Problem: Rewrite the lines from the first one through the line containing "[(1182, 344)]", with "downspout" replaced by "drainpipe" and nothing else changed.

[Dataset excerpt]
(begin)

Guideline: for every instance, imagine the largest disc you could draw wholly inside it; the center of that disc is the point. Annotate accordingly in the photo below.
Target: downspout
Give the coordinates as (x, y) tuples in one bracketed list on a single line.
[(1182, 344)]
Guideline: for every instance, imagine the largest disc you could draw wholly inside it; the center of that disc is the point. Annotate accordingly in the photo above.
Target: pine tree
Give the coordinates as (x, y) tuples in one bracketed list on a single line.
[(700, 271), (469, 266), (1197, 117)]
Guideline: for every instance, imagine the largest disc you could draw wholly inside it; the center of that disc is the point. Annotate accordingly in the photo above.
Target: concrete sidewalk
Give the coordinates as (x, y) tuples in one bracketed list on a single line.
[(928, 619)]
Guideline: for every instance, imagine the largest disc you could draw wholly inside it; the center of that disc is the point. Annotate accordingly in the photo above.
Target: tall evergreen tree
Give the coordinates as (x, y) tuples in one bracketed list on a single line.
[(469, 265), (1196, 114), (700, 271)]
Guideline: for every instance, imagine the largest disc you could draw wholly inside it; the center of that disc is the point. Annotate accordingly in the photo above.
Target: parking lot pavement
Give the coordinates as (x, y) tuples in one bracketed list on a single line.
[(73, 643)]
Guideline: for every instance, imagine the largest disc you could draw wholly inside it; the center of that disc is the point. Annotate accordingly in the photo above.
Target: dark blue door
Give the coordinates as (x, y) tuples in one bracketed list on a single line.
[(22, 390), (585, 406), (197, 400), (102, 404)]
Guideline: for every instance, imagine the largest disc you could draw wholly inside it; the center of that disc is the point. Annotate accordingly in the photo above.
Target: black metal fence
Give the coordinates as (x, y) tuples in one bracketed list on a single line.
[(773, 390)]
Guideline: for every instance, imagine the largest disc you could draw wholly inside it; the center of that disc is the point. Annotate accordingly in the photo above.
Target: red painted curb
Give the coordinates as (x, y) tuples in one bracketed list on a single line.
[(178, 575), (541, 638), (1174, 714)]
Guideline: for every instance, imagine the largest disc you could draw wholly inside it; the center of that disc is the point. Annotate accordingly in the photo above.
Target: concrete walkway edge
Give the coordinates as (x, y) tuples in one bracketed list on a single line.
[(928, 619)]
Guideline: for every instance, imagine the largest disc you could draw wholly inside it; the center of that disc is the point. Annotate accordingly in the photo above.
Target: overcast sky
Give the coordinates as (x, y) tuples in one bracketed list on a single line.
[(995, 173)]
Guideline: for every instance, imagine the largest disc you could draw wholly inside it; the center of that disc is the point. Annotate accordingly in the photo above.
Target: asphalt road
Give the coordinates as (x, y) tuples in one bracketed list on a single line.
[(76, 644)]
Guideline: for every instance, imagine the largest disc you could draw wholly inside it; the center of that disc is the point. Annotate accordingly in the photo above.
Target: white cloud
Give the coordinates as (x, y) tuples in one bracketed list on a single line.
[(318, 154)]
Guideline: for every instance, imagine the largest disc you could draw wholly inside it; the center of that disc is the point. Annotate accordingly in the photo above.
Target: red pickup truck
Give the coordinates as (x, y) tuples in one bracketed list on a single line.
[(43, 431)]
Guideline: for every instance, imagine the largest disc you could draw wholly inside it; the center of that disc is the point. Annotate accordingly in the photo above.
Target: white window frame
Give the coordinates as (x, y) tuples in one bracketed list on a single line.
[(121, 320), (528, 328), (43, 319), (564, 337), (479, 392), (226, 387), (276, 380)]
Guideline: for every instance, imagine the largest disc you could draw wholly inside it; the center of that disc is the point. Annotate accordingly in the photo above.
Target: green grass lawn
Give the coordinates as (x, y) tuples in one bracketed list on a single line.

(end)

Result for this task:
Guideline: for every instance, imagine the largest disc you could draw wholly inside it; the center of that disc is the point. Annotate accordingly in the photo below.
Target: drainpipe
Give the coordinates as (x, y) tuples in one bracketed list on a single line.
[(1182, 344)]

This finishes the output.